*Exercise aim:*
Copy out the entries below with "Trace" swapped for "Draw" and everything else left the same. Leave out the pictures.

*Data to process:*
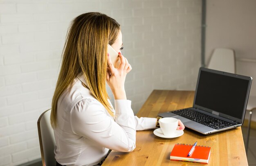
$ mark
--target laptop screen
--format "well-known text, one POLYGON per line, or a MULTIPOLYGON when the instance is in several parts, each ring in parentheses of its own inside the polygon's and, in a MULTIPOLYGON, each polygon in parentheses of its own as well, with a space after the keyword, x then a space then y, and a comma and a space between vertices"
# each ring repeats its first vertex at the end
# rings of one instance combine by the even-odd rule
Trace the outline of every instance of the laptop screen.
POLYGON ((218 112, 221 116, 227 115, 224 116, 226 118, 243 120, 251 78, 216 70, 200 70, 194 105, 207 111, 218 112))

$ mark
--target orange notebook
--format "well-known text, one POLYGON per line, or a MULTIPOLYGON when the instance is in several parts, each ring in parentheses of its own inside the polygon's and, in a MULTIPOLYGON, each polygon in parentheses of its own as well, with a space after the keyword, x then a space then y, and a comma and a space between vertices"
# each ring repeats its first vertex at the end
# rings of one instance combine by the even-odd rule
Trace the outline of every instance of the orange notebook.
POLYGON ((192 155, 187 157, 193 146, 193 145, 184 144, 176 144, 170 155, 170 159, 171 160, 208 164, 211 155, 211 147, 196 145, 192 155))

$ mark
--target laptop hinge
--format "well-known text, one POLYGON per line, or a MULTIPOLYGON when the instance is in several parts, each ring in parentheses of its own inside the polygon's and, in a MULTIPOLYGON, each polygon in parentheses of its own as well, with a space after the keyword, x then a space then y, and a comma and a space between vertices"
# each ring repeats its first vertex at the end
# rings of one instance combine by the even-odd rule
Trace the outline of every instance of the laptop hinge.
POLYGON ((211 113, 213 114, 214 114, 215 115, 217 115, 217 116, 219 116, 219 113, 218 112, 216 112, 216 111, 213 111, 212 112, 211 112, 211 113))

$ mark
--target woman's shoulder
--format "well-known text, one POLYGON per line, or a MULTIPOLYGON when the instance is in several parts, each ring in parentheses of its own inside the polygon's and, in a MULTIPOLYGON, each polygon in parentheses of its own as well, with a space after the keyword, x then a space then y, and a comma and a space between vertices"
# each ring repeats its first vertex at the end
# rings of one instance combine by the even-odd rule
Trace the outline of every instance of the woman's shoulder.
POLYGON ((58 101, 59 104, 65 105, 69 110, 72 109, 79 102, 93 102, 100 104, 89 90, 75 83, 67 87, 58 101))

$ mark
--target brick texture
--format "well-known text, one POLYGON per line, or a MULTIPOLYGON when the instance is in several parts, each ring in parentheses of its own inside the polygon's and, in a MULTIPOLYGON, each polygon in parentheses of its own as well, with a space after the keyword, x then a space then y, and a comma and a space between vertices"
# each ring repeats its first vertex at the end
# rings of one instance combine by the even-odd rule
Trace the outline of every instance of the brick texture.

*Solution for this task:*
$ mark
--target laptop screen
--format "well-known text, one POLYGON per line, or a MULTIPOLYGON when the instance is in several parts, each ring in parentheses of its own inside the polygon's and, in a MULTIPOLYGON, each polygon in parentheses of its own as well, with a space after the keyword, x then a space then y, and a comma and a space between vertices"
# each ring repeats its first vertex at the end
# rings of one instance combine by the even-odd rule
Draw the outline of every instance of the laptop screen.
POLYGON ((218 112, 221 116, 227 115, 224 116, 226 118, 243 120, 251 78, 216 70, 200 70, 194 105, 207 111, 218 112))

$ mark
--target orange notebook
--format "well-known text, one POLYGON per line, or a MULTIPOLYGON when the instance is in several parts, each ring in parentheses of its own inside the polygon's and, in a MULTIPOLYGON, each polygon in parentheses of its own as well, with a space after the keyword, x then a space then y, and a comma and a space between vertices"
# each ring repeats its first vertex at the end
# rings of one instance combine by the even-odd rule
Draw the outline of every instance of the orange notebook.
POLYGON ((192 155, 187 157, 193 146, 193 145, 184 144, 176 144, 170 155, 170 159, 171 160, 208 164, 211 155, 211 147, 196 145, 192 155))

$ mark
--target laptop hinge
--format "well-known text, one POLYGON per line, or a MULTIPOLYGON when the instance is in several parts, each ring in parentheses of its own inside the polygon's and, in a MULTIPOLYGON, each polygon in parentheses of its own as well, with a space after the keyword, x then a space then y, and a comma and a space between vertices"
# each ring repeats its first vertex at the end
# rings of one instance combine by the even-odd rule
Draw the outline of every instance of the laptop hinge.
POLYGON ((211 113, 213 114, 214 114, 215 115, 217 115, 217 116, 219 116, 219 113, 218 112, 216 112, 216 111, 213 111, 212 112, 211 112, 211 113))

$ mark
--target woman's shoulder
--format "well-known text, one POLYGON per line, or a MULTIPOLYGON when the instance is in several parts, each ring in parentheses of its own inside the polygon's and, in a MULTIPOLYGON, each polygon in parentheses of its own as well, with a space after the keyword, x then a space then y, and a comma and a space between vertices"
# each ring repeats its first vertex at the end
# rings of one instance combine by the even-odd rule
Draw the outline of every instance of the woman's shoulder.
POLYGON ((58 101, 59 104, 65 105, 69 110, 72 109, 79 102, 93 102, 100 104, 89 90, 75 83, 67 87, 58 101))

$ mark
--target brick texture
--format "well-known text, one POLYGON per line, or a MULTIPOLYGON when the instance is in several parts, each ring in parentheses of its own inside the polygon's and, in a MULTIPOLYGON, each polygon in parentheses of its own as well, with a space after the keyword, x then a space then y, and a comma and a space between vertices"
# each ring repeats its first vertex at the end
# rings of one instance combine by the even-odd rule
Draw the outline of every instance of the brick texture.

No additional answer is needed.